**PROVIDED RECORDS:**
- - -

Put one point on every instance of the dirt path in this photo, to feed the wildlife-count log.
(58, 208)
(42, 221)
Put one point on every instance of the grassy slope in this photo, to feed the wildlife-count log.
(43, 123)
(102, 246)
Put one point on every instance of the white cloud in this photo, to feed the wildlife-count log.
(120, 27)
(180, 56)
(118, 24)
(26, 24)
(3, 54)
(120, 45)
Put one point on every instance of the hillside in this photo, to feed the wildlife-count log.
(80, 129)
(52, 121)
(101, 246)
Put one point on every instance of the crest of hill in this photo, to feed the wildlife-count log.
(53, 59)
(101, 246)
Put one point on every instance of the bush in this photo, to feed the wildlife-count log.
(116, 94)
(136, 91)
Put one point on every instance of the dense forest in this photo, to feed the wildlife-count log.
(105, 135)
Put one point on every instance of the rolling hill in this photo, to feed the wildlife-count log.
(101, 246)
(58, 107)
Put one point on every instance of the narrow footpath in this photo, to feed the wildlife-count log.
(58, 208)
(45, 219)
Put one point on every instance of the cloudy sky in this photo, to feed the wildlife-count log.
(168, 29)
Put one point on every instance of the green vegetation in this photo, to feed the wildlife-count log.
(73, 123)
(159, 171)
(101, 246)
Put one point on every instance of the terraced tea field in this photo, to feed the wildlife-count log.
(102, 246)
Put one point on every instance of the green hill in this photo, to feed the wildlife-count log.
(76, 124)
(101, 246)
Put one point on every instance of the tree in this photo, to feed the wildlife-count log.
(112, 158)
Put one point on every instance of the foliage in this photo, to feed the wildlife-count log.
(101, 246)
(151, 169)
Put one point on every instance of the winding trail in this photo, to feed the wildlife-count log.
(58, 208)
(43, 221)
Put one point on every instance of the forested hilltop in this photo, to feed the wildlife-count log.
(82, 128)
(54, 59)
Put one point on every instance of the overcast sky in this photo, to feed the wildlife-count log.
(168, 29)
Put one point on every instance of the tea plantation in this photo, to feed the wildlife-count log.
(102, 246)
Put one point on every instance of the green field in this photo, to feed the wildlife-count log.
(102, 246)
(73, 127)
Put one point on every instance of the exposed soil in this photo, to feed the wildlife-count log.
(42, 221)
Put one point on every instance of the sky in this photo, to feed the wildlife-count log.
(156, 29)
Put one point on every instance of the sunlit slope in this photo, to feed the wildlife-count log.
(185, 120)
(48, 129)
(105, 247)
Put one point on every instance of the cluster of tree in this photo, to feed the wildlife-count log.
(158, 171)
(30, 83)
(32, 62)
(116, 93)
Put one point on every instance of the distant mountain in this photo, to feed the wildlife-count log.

- - -

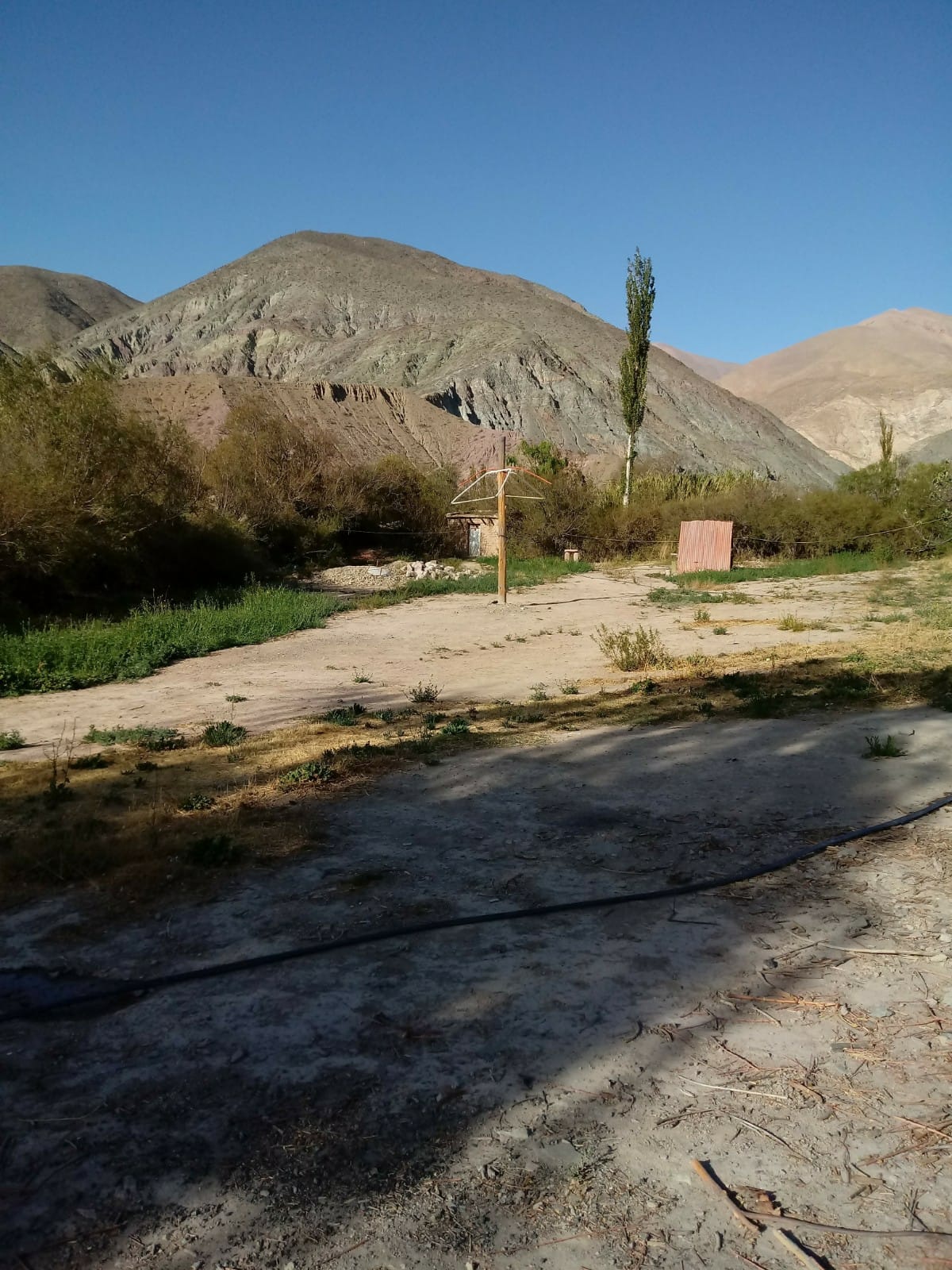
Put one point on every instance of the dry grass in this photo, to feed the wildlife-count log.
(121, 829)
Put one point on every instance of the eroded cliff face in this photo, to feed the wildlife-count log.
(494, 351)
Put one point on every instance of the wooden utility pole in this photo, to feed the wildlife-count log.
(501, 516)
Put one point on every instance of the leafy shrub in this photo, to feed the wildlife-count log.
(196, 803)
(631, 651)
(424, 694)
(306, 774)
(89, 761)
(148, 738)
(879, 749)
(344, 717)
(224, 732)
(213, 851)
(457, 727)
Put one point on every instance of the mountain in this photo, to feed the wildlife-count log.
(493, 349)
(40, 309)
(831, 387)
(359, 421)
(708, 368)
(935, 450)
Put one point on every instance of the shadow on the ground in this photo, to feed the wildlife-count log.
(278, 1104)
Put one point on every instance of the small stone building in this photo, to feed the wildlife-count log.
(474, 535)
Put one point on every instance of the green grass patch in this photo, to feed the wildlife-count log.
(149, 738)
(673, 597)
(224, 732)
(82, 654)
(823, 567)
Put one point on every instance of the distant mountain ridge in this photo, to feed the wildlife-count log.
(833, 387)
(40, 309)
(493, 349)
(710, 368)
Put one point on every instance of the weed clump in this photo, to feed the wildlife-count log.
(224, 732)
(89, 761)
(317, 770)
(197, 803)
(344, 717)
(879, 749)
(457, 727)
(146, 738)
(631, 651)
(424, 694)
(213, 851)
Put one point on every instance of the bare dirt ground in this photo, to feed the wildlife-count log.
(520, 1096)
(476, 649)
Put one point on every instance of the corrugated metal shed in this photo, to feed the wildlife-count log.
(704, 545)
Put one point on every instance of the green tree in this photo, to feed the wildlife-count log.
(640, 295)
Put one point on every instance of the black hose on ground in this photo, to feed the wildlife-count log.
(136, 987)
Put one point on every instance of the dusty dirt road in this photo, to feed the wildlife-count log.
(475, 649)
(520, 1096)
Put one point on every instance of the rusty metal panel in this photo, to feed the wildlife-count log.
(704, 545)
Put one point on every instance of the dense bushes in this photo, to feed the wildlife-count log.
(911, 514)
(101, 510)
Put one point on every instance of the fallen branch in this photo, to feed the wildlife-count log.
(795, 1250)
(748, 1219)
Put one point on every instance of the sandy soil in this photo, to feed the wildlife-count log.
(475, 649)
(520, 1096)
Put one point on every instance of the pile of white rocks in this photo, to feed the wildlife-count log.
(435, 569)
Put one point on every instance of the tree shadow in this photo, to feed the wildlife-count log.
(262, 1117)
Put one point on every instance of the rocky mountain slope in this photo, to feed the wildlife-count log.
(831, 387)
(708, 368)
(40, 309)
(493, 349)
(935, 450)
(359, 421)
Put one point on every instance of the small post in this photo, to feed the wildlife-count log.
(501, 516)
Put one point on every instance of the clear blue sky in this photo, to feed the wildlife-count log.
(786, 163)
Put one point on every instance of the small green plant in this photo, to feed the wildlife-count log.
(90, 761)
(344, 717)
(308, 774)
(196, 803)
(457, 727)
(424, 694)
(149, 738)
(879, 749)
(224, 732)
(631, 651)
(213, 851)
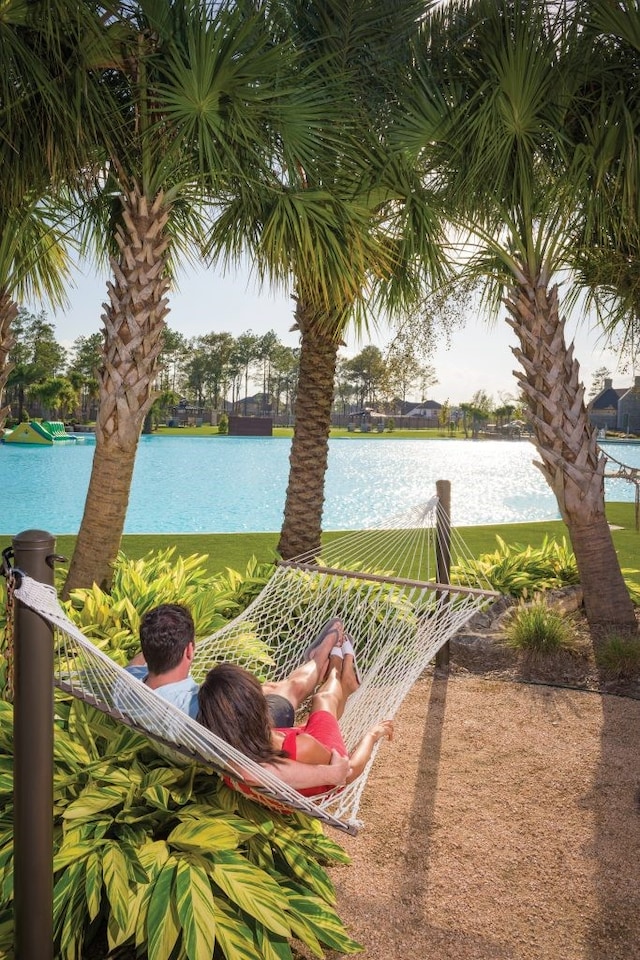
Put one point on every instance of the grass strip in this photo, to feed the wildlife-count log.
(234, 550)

- - -

**WORK TO COMPLETE:**
Gather every line from the entries above that contains the word "distant".

**ANSWER TO THIS PROBLEM:**
Put one point on every instance of the distant mountain in this photo, to feed the wildlife-count log.
Put one point on every instance of the distant mountain ridge in this photo, to feed the wildlife-count log.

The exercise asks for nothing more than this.